Records for the exercise -
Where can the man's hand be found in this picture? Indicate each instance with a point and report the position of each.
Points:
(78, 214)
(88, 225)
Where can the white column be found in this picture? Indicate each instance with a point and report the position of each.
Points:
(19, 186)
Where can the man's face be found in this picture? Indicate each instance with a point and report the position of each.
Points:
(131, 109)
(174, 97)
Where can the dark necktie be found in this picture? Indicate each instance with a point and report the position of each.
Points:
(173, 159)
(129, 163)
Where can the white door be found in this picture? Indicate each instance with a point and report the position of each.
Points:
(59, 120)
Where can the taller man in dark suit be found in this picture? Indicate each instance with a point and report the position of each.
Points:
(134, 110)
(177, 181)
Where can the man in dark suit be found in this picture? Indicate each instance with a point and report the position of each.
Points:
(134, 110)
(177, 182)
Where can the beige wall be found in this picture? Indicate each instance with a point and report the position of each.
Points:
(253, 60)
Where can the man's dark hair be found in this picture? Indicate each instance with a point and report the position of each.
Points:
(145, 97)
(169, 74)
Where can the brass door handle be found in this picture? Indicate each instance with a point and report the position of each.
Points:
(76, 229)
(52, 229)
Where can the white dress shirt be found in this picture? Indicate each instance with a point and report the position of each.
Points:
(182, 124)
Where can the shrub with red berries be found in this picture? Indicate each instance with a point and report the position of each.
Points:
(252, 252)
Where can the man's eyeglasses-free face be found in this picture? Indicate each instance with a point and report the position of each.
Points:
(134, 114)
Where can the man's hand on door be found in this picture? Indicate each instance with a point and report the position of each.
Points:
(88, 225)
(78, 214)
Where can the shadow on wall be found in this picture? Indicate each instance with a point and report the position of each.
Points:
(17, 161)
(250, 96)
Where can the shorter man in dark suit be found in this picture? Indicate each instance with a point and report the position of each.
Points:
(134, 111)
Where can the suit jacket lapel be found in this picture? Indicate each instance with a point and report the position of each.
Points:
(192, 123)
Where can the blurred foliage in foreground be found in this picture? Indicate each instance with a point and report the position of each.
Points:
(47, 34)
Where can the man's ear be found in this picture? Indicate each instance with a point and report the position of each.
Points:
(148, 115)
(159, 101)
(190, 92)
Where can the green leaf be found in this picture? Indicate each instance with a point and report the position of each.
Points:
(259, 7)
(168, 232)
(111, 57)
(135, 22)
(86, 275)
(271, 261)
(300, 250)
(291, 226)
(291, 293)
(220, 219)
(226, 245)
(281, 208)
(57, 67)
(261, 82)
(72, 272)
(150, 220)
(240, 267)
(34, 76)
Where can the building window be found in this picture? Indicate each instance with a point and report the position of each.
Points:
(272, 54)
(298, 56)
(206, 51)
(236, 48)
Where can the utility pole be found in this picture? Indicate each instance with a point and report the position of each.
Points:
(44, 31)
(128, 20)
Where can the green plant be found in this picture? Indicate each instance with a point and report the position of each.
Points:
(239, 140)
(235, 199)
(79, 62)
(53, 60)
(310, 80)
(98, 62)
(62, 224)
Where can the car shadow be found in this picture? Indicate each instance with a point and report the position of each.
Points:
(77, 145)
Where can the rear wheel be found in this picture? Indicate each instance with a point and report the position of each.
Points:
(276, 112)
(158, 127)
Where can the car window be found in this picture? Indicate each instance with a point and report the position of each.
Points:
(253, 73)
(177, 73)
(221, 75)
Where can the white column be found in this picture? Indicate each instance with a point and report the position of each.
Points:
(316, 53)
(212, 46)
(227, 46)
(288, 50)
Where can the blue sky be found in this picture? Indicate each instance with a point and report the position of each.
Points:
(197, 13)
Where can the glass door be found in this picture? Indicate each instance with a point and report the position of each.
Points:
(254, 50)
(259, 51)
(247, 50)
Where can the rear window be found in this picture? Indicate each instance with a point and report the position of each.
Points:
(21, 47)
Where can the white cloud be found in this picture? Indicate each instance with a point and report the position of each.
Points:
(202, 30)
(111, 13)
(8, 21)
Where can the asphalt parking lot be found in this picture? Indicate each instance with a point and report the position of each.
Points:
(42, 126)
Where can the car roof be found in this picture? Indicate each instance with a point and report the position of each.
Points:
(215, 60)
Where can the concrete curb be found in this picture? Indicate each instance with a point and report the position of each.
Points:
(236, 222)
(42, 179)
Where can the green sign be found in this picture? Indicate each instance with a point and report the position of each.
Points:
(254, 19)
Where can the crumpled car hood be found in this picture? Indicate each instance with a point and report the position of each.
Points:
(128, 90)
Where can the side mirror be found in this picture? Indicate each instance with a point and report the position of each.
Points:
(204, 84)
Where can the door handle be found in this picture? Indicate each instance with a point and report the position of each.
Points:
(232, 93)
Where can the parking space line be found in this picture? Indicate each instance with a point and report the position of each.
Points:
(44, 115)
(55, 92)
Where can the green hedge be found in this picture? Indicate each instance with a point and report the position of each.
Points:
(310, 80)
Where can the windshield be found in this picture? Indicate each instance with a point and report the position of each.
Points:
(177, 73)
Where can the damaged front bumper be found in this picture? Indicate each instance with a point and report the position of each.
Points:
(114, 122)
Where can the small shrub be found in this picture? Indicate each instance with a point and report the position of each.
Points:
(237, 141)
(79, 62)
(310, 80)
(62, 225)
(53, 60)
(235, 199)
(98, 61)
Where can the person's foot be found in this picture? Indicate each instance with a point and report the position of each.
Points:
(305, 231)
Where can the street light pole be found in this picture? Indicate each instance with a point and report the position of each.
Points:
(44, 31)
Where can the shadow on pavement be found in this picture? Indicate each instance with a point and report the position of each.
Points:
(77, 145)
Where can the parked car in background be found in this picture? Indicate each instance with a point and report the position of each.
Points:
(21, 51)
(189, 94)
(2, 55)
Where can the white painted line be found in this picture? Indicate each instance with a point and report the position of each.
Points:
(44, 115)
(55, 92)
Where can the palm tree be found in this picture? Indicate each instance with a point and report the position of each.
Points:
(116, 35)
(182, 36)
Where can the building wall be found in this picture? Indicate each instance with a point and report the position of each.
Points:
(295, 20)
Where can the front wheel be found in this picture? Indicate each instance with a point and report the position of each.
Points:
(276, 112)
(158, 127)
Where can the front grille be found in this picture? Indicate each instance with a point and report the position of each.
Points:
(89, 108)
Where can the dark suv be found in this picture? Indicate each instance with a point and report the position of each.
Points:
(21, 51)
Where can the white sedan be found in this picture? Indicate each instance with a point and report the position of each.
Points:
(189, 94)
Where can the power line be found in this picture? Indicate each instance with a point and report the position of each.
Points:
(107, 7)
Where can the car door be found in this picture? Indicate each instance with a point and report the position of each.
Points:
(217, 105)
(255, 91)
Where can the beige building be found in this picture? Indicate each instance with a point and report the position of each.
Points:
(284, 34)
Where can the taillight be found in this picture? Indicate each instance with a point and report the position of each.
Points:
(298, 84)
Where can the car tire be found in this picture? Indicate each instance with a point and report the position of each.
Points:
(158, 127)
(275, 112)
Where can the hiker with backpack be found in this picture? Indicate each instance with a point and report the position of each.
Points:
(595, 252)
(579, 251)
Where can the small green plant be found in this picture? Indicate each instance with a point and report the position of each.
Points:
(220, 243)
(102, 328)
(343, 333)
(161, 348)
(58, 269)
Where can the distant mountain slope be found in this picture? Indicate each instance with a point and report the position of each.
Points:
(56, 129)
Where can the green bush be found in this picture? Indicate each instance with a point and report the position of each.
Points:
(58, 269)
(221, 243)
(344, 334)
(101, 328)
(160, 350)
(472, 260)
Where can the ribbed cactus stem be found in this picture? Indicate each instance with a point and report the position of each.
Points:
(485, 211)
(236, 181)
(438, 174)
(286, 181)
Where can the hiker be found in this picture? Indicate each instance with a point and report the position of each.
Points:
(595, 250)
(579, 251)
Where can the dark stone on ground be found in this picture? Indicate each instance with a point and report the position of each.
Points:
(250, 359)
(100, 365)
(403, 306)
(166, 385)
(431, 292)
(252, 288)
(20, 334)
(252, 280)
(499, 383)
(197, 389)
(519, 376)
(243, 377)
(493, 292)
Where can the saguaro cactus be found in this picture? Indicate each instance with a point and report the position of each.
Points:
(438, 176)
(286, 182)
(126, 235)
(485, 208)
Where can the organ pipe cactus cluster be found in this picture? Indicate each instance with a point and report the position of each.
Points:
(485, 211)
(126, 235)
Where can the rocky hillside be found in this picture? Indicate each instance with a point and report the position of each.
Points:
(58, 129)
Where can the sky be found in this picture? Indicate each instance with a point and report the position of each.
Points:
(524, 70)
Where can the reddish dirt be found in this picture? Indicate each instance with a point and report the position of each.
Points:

Work task - Your answer should be the lines from the one containing "Where can the saguaro" through the end of the records, both included, output exactly and with nothing added.

Task response -
Where can the saguaro cactus be found in this picture? Indicate each instance with a point and report the position of each.
Points:
(438, 176)
(286, 182)
(126, 235)
(485, 208)
Where can the organ pipe cactus cluster be found in this picture? Indicate each instance with a point and report the position of each.
Points:
(485, 211)
(126, 235)
Where can the rocky hillside be found in this picture? Indicate each instance with a point and report the position of each.
Points:
(58, 129)
Where can the sky be found in this picture? Indicate each instance with a point and report the position of each.
Points:
(524, 70)
Where can the reddish dirt be found in this picture? Indicate each instance with a point and report the position of each.
Points:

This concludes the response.